### [Directions for this task]
Keep only the lines that hold the string "sculpture", filtering out the rest of the entries below.
##### Supplied data #####
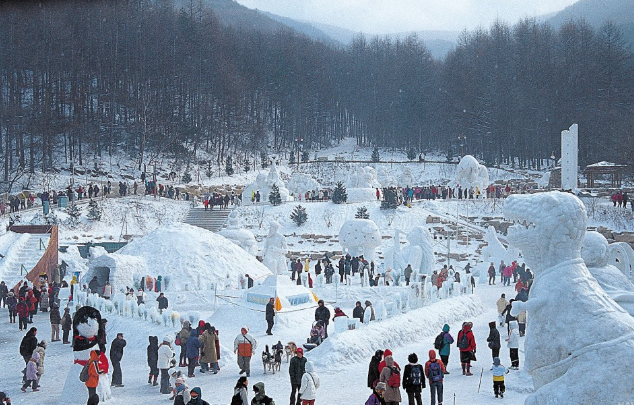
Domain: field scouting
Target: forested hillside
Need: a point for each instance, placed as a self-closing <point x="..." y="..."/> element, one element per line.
<point x="85" y="79"/>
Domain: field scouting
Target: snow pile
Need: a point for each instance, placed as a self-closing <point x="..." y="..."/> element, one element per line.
<point x="360" y="345"/>
<point x="470" y="173"/>
<point x="183" y="253"/>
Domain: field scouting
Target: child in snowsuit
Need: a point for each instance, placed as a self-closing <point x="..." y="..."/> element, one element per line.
<point x="498" y="378"/>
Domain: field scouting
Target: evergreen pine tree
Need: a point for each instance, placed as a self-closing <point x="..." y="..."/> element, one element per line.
<point x="299" y="215"/>
<point x="94" y="210"/>
<point x="390" y="200"/>
<point x="362" y="213"/>
<point x="411" y="154"/>
<point x="274" y="196"/>
<point x="375" y="155"/>
<point x="339" y="194"/>
<point x="229" y="166"/>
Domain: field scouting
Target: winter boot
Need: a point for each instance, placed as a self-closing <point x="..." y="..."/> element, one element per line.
<point x="469" y="370"/>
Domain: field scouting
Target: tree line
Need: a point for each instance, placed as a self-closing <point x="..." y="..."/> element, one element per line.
<point x="84" y="80"/>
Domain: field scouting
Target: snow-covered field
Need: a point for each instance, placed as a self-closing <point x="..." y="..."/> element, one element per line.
<point x="342" y="360"/>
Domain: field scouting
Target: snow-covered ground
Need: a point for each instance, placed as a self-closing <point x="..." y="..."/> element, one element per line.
<point x="342" y="360"/>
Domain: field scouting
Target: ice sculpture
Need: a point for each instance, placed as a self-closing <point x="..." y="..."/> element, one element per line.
<point x="240" y="236"/>
<point x="470" y="173"/>
<point x="562" y="357"/>
<point x="275" y="250"/>
<point x="360" y="237"/>
<point x="595" y="252"/>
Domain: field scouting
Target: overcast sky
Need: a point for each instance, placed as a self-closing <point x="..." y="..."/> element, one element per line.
<point x="390" y="16"/>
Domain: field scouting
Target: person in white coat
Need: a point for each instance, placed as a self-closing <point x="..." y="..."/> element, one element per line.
<point x="165" y="362"/>
<point x="513" y="345"/>
<point x="310" y="384"/>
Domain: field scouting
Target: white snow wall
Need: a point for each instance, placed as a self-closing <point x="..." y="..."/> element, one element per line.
<point x="360" y="344"/>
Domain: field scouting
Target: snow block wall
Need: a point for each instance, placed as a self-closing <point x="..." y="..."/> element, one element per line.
<point x="360" y="344"/>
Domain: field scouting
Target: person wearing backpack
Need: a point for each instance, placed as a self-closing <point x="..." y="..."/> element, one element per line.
<point x="494" y="340"/>
<point x="240" y="393"/>
<point x="467" y="346"/>
<point x="373" y="369"/>
<point x="391" y="376"/>
<point x="443" y="345"/>
<point x="310" y="384"/>
<point x="244" y="346"/>
<point x="435" y="372"/>
<point x="413" y="379"/>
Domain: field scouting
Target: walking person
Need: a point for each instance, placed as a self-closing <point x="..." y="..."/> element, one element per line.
<point x="296" y="371"/>
<point x="498" y="378"/>
<point x="413" y="380"/>
<point x="309" y="385"/>
<point x="435" y="372"/>
<point x="67" y="325"/>
<point x="192" y="352"/>
<point x="240" y="392"/>
<point x="165" y="362"/>
<point x="116" y="354"/>
<point x="31" y="373"/>
<point x="55" y="319"/>
<point x="244" y="346"/>
<point x="270" y="315"/>
<point x="513" y="345"/>
<point x="445" y="348"/>
<point x="93" y="374"/>
<point x="467" y="346"/>
<point x="391" y="376"/>
<point x="152" y="359"/>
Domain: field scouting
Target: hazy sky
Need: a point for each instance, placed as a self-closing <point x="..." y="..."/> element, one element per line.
<point x="390" y="16"/>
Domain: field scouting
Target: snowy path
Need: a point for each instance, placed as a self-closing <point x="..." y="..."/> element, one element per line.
<point x="342" y="383"/>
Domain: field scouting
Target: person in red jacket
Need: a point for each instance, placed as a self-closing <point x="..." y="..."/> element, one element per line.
<point x="467" y="346"/>
<point x="382" y="364"/>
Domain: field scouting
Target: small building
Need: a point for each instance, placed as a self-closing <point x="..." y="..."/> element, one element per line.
<point x="615" y="171"/>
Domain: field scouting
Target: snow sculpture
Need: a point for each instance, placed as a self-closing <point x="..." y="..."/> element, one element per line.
<point x="87" y="329"/>
<point x="559" y="355"/>
<point x="301" y="182"/>
<point x="240" y="236"/>
<point x="263" y="184"/>
<point x="595" y="252"/>
<point x="470" y="173"/>
<point x="622" y="257"/>
<point x="360" y="237"/>
<point x="275" y="250"/>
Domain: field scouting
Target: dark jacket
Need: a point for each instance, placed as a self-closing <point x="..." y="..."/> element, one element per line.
<point x="193" y="345"/>
<point x="152" y="352"/>
<point x="407" y="378"/>
<point x="116" y="349"/>
<point x="322" y="313"/>
<point x="494" y="336"/>
<point x="270" y="311"/>
<point x="29" y="343"/>
<point x="297" y="369"/>
<point x="373" y="370"/>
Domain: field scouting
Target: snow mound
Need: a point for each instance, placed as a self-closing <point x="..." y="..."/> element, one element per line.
<point x="187" y="253"/>
<point x="360" y="344"/>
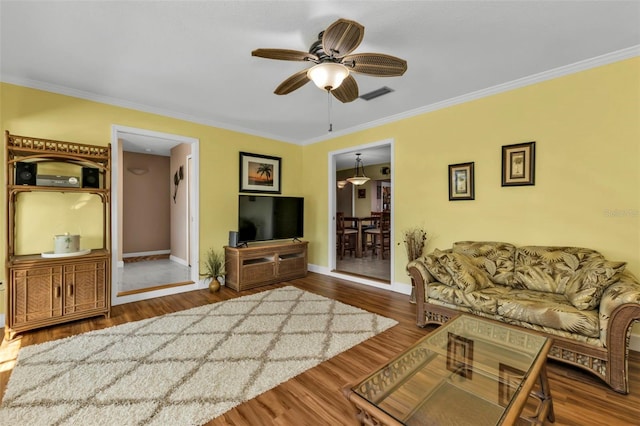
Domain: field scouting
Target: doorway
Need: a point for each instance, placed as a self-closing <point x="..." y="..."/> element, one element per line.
<point x="168" y="271"/>
<point x="364" y="264"/>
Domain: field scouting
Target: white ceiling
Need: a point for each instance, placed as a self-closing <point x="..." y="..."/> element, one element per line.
<point x="192" y="59"/>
#####
### [Solution to this exercise]
Target: ice sculpture
Target: snow sculpture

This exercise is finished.